DOCUMENT TEXT:
────────
SA Canegrowers’ small-scale farmer grows diversity
In a picturesque valley on KwaZulu-Natal’s northern coastline, Dube boasts a farm as neat as a new pin with rows of vegetables and stands of the finest sugarcane blowing gently in the coastal breeze.
While this Dube has a deep and abiding love for the land, it is clearly evident she is also a very astute businesswoman.
In 2019 Dube was selected by SA Canegrowers to participate in their seedcane programme signing up for the SA Canegrowers’ in the Amatikulu region when five commercial sugarcane farmers donated 10 tons each of seedcane to five smallscale farmers. The ongoing donations of certified seedcane to these growers in the region is in support of an industry-wide programme aimed at securing disease-free and true-to-type seedcane for all the industry’s more than 20 000 small-scale growers by 2023.
And despite the challenges linked to the outbreak of Covid-19 and the subsequent lockdown, the association’s officials and commercial farmers have continued to make it possible for smallscale growers to plant up high these quality seedcane plots which average about 1ha in size.
SA Canegrowers’ Chairman, Rex Talmage said the seedcane was critical for the sustainability of an industry which provided livelihoods in deep rural areas for millions of people which had come under severe threat due to the impact of Climate Change, the government’s recently imposed sugar tax on sugary drinks and negative worldwide sentiment linked to the dietary side effects of eating too much sugar.
“The impact of the Covid-19 pandemic and subsequent national lockdown has meant more than 2.8 million people lost their jobs nationwide. In the agricultural sector alone 66 000 jobs were lost. At SA Canegrowers we see farming as essential in keeping our country food secure. The sugar industry provides livelihoods for well over one million people,” he said.
For Dube the seedcane has meant an increase in the extent of her fields and an opportunity to create employment for her neighbours during harvesting and planting.
────────
DATA LISTING:

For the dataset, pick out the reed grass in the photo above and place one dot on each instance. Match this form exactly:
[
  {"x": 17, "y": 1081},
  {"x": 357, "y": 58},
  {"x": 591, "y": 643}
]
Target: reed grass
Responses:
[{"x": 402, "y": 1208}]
────────
LIST OF TASKS:
1. Rewrite the part of the sugarcane farm article starting with "While this Dube" and going on through "1ha in size.", with "smallscale" swapped for "small-scale".
2. Carry on the sugarcane farm article from the point where it stops.
These records come from a separate source.

REPLIES:
1.
While this Dube has a deep and abiding love for the land, it is clearly evident she is also a very astute businesswoman.
In 2019 Dube was selected by SA Canegrowers to participate in their seedcane programme signing up for the SA Canegrowers’ in the Amatikulu region when five commercial sugarcane farmers donated 10 tons each of seedcane to five small-scale farmers. The ongoing donations of certified seedcane to these growers in the region is in support of an industry-wide programme aimed at securing disease-free and true-to-type seedcane for all the industry’s more than 20 000 small-scale growers by 2023.
And despite the challenges linked to the outbreak of Covid-19 and the subsequent lockdown, the association’s officials and commercial farmers have continued to make it possible for small-scale growers to plant up high these quality seedcane plots which average about 1ha in size.

2.
“I received 10 tons of N59 seedcane which I used to plant up .2 ha last year. This year I will put aside one hectare as seedcane in the future and the rest I will use to plant new fields I have acquired near my homestead. This will increase the land I have under cane” she said.
Pointing to a large field where a madumbi (indigenous vegetable) crop is almost ready for harvest, Dube said she had also taken to heart the messaging from SA Canegrowers on the need for diverse production to meet current and future challenges in the sector.
As a result, she has planted cabbages, beans and sweet potatoes among other seasonal vegetables such as tomatoes.
SA Canegrowers’ Area Manager for Amatikulu, Sinenhlanhla Njoko said Dube was a role model in her community. “Mrs Dube has not only improved the quality of her sugarcane, but you can now see that she is increasing the number of hectares she is planting up. We also talk about diversification of production a lot and she has taken that to heart as well. When she planted the seedcane she was able to employ people from her community and she creates employment when the crop is harvested,” Njoko said.
She said Dube was chosen for the seedcane programme because not only was she hardworking, but they knew she would understand the value of the seed and how to put it to the best use.
And, as RV (Recoverable Value) price has started to trend upwards following record lows on the world market, Dube says she is more than confident her farming operation will continue to thrive and prosper.
Image: Amatikulu smallscale farmer Lilian Dube and SA Canegrowers’ Area Manager, Sinenhlanhla Njoko admire the quality of Dube’s N59 seedcane plot. The seed was donated last year by commercial growers in the region.